[start INPUT FOR THIS TASK]

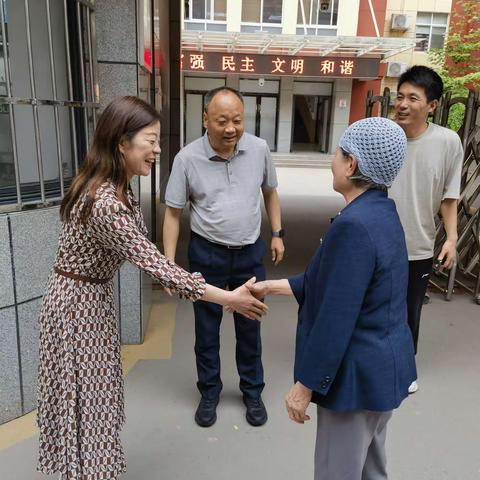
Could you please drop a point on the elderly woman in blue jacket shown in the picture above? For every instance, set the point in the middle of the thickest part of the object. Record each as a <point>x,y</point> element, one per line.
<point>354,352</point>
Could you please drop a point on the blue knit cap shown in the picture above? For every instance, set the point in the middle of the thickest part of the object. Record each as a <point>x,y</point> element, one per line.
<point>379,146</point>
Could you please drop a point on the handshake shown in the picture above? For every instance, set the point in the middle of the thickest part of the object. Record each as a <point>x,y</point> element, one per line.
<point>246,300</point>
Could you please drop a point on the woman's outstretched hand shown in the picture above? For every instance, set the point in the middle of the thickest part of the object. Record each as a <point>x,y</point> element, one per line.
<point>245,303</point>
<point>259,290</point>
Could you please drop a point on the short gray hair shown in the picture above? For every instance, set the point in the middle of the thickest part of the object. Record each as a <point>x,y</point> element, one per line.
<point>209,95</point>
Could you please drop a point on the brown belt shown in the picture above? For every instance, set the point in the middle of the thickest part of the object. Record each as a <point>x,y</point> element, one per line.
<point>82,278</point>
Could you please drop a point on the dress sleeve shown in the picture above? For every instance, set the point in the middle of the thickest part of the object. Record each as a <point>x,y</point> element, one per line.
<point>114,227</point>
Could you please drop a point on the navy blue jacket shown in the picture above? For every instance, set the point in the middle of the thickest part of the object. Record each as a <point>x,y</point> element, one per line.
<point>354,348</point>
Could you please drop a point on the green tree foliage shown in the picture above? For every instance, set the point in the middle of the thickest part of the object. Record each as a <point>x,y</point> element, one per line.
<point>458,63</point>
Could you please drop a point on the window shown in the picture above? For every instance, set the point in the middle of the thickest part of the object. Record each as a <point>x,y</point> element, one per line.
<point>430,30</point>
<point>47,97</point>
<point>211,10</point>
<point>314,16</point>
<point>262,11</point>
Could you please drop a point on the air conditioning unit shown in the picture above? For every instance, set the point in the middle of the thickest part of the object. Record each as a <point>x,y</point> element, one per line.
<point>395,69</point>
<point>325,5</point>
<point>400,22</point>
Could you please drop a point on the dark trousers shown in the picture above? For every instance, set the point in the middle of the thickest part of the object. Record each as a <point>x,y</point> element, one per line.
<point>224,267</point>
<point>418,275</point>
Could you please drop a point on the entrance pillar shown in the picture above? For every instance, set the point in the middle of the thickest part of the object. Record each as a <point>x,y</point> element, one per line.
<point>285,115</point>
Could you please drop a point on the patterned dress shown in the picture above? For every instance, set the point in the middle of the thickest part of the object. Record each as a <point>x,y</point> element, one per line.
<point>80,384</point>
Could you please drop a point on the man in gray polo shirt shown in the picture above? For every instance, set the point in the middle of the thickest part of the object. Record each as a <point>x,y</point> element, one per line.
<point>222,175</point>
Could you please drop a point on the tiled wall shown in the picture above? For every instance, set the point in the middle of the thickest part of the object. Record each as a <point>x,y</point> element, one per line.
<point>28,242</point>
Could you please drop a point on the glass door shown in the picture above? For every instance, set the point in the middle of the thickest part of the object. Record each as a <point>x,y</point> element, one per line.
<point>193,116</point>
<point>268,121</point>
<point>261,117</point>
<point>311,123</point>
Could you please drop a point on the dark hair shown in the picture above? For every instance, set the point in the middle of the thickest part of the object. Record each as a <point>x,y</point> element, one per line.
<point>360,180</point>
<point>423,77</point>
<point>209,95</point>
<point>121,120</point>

[end INPUT FOR THIS TASK]

> _STATED TASK_: Put every line of the material above into a numbered list, skipping blank lines. Leave the pictures out.

> _SOLUTION BELOW_:
1. Could you please drop a point on the elderly woman in blue jacket shown in the picture above? For every instance, set the point in the middle of the thickest part of the object. Record each as a <point>x,y</point> element, one per line.
2. <point>354,352</point>
3. Could you please drop a point on the blue knit cap shown in the picture above? For every instance, set the point in the middle of the thickest part of the object. Record each as a <point>x,y</point> element, one per line.
4. <point>379,146</point>
5. Could you please drop a point on the handshake shown in the picture above? For every instance, set the point in the middle of the thickest part of the object. Record each as a <point>x,y</point> element, one per line.
6. <point>246,300</point>
7. Could you please drop a point on the woman's outstretched hand shown in the picture above? For every instance, set the point in the middle of the thickest part of the object. Record each as a <point>x,y</point> element, one per line.
8. <point>245,303</point>
9. <point>259,290</point>
10. Could you please drop a point on the short gray hair shown in the picture above? For every instance, set the point in the middle of the thickest part of the object. Record each as a <point>x,y</point> element, one per line.
11. <point>209,95</point>
12. Could you please drop a point on the brown belt shown in the picture above? For every instance, set the point in the middle of the thickest part of the object. Record each as a <point>x,y</point> element, one per line.
13. <point>82,278</point>
14. Could you please drop a point on the dress sleeve shown in the picture above? For every instance, set the point in the middle of the thickest part of the object. Record each as a <point>x,y</point> element, one per line.
15. <point>114,227</point>
16. Could you please drop a point on the navy blue jacket shown in the picture above? For every instance, set the point in the middle of the thickest part of the object. Record each as a <point>x,y</point> element, one per line.
17. <point>354,348</point>
18. Could you please drop a point on the green tree foliage shown in the picture above? For every instance, set the point in the middle of the thickest part of the object. Record each as a <point>x,y</point> element, one per line.
19. <point>458,63</point>
20. Could you please drop a point on the window shown in the picture above? For every instance, set the point in the middle of the thickest part of the object. Record each as a <point>x,y</point> element, one per line.
21. <point>430,30</point>
22. <point>47,97</point>
23. <point>211,10</point>
24. <point>314,16</point>
25. <point>262,11</point>
26. Could you please drop a point on the air conditioning unit shown in the picture above? For every instance, set the point in the middle of the thickest part of the object. Record each as a <point>x,y</point> element, one per line.
27. <point>395,69</point>
28. <point>325,5</point>
29. <point>400,22</point>
30. Could you please drop a point on the dark trousers shown in the picture above? For every instance, set the point in the middle of the thickest part of the object. Record each as a <point>x,y</point> element, one per line.
31. <point>224,267</point>
32. <point>418,275</point>
33. Could you please drop a point on the entrance pillar shown in the picture above? For every instance, set the point in the middle of the thickest part of the object. Record each as a <point>x,y</point> element, one per line.
34. <point>285,115</point>
35. Could you please drop a point on the patterned dress shown in the picture above? For every instance, set the point in the middle of the thickest part of the object. Record each as a <point>x,y</point> element, one per line.
36. <point>80,384</point>
37. Could you please drop a point on the man in gray polo shirt shown in the picture above? For every instance, set the point in the middle of the thickest part of the object. Record each as a <point>x,y</point> element, one per line.
38. <point>222,175</point>
39. Could you please drop a point on the tiled wall shown in the picture above? For every instance, set the point in the middle of the thickest part of the object. Record each as a <point>x,y</point> element, one per line.
40. <point>28,242</point>
41. Could you please drop a point on the glass door shown in the picture above? For every instance, set the point in the middle of the thickest part of the object. Record each as a <point>x,y</point> element, one per line.
42. <point>193,116</point>
43. <point>268,121</point>
44. <point>261,117</point>
45. <point>311,123</point>
46. Could you please drop a point on the dark hair shown in the picture above? For every instance, set the point in the middle of the thickest part of the object. Record each as a <point>x,y</point> element, one per line.
47. <point>360,180</point>
48. <point>423,77</point>
49. <point>209,95</point>
50. <point>121,120</point>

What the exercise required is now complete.